— Begin Text block —
Studio album by Marty Friedman
- Released: May 20, 2003
- Genre: Instrumental rock, hard rock
- Length: 47:09
- Label: Favored Nations

Marty Friedman chronology
| True Obsessions (1996) | Music for Speeding (2003) | Loudspeaker (2006) |

= Music for Speeding =

Music for Speeding is the fifth studio album by guitarist Marty Friedman, released on May 20, 2003 through Favored Nations Entertainment. It was his first solo album since True Obsessions in 1996 and since leaving Megadeth in January 2000. It was also the first album without drummer Nick Menza after three albums, as Jeremy Colson took over the drums.
— End Text block —
:: Written exercise 1 ::
Count the lines in the entries below that contain the word "handbag" and give only that number.
— Begin Extracted entries —
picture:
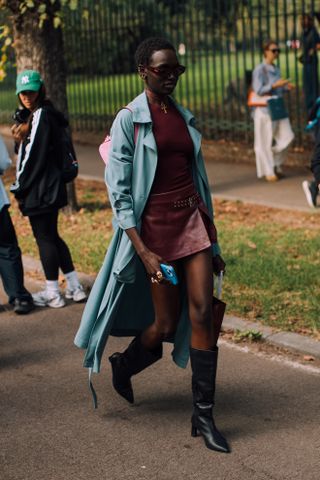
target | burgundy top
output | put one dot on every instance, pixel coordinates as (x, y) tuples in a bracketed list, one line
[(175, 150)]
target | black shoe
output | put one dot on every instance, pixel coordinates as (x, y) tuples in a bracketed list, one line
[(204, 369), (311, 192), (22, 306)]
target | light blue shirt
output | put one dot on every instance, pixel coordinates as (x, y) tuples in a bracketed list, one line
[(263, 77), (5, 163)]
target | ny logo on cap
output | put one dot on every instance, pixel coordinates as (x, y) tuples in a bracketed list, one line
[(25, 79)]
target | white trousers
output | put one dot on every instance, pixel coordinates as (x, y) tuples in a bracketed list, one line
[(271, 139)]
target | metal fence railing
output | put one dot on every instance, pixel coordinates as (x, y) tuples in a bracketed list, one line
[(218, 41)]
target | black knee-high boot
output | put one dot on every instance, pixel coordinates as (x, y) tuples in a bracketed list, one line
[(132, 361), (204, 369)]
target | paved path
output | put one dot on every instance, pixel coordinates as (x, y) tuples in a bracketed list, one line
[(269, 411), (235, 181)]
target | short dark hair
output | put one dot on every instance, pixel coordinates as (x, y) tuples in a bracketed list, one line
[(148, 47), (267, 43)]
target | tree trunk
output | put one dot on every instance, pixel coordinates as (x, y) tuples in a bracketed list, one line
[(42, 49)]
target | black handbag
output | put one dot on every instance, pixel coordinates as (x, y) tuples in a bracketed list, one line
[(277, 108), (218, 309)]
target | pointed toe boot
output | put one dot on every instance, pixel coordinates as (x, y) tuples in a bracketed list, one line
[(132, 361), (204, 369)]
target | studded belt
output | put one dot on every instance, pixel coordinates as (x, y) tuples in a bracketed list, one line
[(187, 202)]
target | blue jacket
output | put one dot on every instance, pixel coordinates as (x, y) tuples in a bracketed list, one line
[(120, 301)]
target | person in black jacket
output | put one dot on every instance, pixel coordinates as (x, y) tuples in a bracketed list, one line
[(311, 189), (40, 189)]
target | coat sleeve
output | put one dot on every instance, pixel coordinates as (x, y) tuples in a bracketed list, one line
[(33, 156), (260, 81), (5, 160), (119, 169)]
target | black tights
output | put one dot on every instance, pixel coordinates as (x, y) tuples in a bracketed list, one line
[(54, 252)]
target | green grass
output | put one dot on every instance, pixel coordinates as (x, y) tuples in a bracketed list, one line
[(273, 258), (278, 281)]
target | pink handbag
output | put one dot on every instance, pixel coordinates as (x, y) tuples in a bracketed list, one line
— End Extracted entries —
:: Written exercise 2 ::
According to the album text, who took over the drums on Music for Speeding?

:: Task solution 1 ::
2

:: Task solution 2 ::
Jeremy Colson